▸ **Set problem**: Reproduce the material verbatim from its first line through the line containing "point(416, 349)", including that line. Omit the pictures.

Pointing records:
▶

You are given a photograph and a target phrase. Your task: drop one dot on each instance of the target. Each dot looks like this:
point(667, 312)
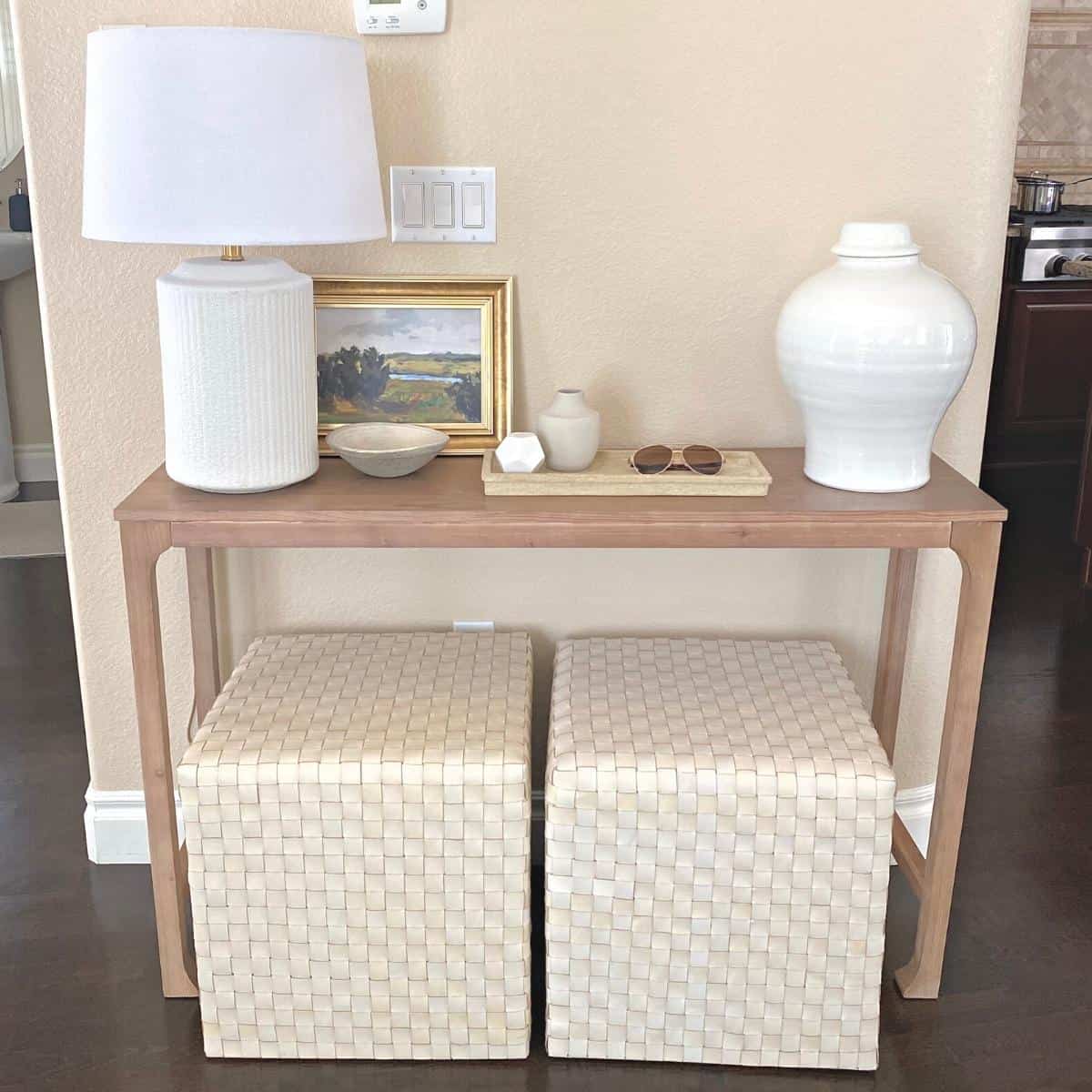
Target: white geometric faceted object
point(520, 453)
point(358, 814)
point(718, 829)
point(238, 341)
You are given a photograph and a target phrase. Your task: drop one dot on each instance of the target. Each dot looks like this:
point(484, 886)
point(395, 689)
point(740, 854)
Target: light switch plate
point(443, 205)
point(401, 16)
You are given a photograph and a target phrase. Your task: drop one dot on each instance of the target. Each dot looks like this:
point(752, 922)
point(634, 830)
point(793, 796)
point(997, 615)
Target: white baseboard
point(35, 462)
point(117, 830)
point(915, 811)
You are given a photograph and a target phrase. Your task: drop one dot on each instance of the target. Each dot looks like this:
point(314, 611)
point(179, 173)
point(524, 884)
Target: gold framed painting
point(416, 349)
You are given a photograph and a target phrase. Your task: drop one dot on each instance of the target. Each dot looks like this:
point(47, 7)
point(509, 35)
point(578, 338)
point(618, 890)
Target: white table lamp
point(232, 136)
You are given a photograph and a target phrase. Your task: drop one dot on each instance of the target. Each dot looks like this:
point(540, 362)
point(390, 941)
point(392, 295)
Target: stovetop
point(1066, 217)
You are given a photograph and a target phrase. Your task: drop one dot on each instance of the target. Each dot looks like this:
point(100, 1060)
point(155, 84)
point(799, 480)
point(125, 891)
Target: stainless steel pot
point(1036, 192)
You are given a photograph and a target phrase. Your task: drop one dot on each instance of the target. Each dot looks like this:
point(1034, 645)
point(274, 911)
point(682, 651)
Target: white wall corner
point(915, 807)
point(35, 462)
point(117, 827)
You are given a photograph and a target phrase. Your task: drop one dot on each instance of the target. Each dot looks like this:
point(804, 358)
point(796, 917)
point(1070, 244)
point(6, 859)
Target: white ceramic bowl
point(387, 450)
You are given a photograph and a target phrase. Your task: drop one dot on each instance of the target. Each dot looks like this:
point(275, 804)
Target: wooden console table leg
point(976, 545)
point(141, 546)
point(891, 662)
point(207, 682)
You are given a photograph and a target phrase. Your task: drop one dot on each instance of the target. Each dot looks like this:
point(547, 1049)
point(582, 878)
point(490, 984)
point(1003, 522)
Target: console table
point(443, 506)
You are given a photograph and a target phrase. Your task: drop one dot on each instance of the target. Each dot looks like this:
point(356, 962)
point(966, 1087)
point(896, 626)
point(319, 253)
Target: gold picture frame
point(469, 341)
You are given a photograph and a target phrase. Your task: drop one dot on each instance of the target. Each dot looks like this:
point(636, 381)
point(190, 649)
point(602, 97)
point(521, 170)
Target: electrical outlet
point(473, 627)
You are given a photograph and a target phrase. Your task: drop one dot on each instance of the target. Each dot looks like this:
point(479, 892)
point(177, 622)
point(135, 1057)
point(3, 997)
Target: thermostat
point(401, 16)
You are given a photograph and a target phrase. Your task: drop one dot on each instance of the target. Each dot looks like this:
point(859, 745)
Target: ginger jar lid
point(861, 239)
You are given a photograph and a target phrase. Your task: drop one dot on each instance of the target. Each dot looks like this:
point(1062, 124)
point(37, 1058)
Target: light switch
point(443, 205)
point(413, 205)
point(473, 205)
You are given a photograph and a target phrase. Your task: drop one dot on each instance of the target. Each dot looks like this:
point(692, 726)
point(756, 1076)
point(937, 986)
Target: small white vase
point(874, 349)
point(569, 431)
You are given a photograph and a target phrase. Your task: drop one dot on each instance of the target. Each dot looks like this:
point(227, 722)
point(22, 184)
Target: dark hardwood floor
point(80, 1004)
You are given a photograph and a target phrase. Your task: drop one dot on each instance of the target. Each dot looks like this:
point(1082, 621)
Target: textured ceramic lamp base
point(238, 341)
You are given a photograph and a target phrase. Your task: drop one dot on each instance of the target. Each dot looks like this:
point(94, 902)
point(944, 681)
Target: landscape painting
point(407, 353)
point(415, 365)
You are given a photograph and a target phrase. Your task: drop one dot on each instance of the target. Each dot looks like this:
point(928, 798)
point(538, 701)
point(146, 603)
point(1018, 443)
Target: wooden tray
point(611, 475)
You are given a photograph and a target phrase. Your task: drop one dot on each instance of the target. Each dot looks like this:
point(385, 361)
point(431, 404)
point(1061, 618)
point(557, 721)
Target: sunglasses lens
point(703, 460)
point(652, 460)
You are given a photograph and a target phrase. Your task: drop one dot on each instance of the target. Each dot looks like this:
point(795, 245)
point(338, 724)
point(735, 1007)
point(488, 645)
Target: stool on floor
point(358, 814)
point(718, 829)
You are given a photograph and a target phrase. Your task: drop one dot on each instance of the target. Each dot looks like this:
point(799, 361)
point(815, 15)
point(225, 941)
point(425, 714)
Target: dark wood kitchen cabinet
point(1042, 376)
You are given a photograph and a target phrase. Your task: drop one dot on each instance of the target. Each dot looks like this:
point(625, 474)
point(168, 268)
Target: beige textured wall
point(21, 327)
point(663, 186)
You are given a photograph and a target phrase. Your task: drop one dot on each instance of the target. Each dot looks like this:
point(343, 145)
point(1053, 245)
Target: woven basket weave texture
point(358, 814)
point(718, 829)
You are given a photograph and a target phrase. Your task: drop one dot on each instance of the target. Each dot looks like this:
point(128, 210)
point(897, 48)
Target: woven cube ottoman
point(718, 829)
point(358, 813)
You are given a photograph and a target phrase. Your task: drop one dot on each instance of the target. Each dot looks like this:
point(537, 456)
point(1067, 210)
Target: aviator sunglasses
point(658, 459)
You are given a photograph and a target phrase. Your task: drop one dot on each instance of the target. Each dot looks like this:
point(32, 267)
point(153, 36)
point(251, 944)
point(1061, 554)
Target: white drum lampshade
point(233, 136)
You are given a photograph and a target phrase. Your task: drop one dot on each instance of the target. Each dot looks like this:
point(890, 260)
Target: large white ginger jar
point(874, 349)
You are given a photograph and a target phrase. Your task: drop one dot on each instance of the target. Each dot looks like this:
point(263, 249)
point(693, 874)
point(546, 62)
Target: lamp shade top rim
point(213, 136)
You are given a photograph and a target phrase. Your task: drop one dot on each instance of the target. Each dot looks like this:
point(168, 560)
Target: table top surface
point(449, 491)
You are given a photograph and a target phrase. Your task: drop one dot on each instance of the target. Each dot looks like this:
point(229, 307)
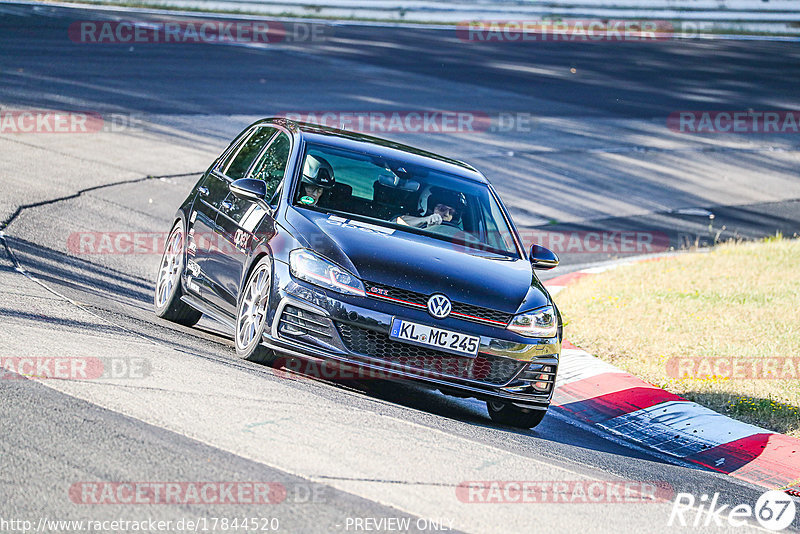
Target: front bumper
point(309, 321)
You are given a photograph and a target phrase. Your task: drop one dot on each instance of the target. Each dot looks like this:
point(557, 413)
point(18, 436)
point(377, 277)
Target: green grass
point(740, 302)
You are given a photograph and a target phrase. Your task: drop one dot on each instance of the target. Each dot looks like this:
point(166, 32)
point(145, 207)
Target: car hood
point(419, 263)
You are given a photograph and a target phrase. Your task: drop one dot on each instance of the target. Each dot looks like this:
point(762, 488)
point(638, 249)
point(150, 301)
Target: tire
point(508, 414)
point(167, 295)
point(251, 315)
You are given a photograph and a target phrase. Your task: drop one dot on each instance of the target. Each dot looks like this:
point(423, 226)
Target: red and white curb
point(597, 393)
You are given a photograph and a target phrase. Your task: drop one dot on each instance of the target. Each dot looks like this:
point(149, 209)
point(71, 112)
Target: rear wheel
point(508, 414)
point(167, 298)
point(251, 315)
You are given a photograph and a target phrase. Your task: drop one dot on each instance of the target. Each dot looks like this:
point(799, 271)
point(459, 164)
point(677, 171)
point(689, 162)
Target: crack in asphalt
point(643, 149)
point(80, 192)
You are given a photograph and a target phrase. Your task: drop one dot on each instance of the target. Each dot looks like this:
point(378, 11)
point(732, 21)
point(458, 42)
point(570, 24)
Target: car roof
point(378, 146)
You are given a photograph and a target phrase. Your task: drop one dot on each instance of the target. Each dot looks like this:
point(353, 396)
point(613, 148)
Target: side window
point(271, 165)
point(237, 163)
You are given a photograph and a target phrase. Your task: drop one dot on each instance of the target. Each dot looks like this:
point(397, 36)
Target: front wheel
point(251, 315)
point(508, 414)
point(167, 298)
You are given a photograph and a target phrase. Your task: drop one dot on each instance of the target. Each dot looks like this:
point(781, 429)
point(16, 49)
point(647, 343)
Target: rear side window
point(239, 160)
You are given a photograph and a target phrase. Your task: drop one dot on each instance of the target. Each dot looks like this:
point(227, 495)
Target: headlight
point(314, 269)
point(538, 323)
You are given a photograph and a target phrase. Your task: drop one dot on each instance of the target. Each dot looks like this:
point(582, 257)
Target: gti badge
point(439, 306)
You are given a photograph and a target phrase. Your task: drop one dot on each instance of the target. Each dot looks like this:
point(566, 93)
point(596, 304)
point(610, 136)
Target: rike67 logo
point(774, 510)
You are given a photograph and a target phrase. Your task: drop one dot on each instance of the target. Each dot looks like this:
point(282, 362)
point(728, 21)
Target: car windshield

◀

▸ **Finished task**:
You are given a photograph and a target phrase. Your task: drop one dot on each instance of the target. Each dot looks like this:
point(667, 312)
Target: white geometric faceted object
point(520, 453)
point(358, 814)
point(718, 829)
point(238, 341)
You are given a photograph and a target phrase. Your task: drop one dot on each instance of the target. Each dot looks like this:
point(484, 886)
point(395, 689)
point(740, 854)
Target: light switch plate
point(443, 205)
point(401, 16)
You are given a photograph and a target phrase. Your task: drop one dot on each instance of the target. Each dot looks like this:
point(752, 922)
point(634, 830)
point(793, 796)
point(997, 615)
Target: white baseboard
point(35, 462)
point(117, 830)
point(915, 811)
You are given a photograph and a target phrase. Your task: drop one dot on each instance of the target. Each dot looks like this:
point(314, 611)
point(179, 173)
point(524, 884)
Target: gold framed painting
point(416, 349)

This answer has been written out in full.